> TASK DIRECTIONS
Only the lines that hold "Kindly" should be in the answer, each copied from the data below.

> DATASET RECORDS
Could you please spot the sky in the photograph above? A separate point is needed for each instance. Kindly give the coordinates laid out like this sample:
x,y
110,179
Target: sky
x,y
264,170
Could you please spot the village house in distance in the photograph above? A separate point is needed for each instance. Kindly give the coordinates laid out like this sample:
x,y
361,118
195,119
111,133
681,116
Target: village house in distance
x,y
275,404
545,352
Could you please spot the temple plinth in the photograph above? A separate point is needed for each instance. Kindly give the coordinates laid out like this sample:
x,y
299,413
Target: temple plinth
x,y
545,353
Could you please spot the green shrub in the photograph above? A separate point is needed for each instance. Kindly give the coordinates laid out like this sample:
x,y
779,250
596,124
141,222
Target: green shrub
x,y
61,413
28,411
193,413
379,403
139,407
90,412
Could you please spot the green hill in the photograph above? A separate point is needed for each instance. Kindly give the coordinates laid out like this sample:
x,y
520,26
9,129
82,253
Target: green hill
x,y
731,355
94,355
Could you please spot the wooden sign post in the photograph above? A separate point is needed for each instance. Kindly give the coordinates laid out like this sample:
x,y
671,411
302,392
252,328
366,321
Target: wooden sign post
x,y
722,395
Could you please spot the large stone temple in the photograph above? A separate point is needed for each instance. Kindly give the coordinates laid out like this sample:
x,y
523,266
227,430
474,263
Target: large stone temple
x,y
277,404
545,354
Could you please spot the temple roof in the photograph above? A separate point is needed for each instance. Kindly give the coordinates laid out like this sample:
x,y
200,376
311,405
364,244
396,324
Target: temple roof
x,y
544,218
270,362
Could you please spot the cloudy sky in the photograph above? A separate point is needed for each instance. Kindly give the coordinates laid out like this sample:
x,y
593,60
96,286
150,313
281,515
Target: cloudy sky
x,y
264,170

> ANSWER
Could you please spot the sky in the photograph above? A separate point is needed for each instance. Kindly give the coordinates laid out like this sample:
Could you please spot the village house in distance in the photograph above? A separate point is needed for each instance. Kindly give the coordinates laid out like this sample:
Could you please spot the temple plinth in the photograph above? A separate point is needed for each instance. Kindly give the coordinates laid out like this sample:
Could you please spot the green shrub in the photograph above? A separate point is needed for each instance. Kindly give the coordinates laid out like this sample:
Could you please spot the green hill in the photograph above? A separate point is needed for each instance. Kindly give the coordinates laid out like this sample:
Could you please spot the wooden sign post in the photograph above? A separate point is needed for each instance. Kindly give the coordinates laid out like this sample:
Could you please spot the large stone temple in the photograph above? A separate point is needed for each instance. Kindly give the coordinates laid out like this sample:
Could you please spot the temple roof in the photograph above? A separate point is needed for each instance. Kindly give the coordinates laid out like this sample:
Could you please spot the cloudy sky in the photograph above? A separate point is needed for each instance. Kindly give the coordinates laid out like this sample:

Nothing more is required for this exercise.